=== Exercise requirements ===
Give back the material below line for line, with every character unchanged.

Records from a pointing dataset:
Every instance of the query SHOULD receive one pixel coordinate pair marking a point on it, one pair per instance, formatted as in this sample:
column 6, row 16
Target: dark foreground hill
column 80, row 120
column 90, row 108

=== The result ===
Every instance of the query SHOULD receive one pixel coordinate pair marking a point on it, one pair per instance, formatted as in this sample:
column 6, row 16
Target: dark foreground hill
column 80, row 120
column 90, row 108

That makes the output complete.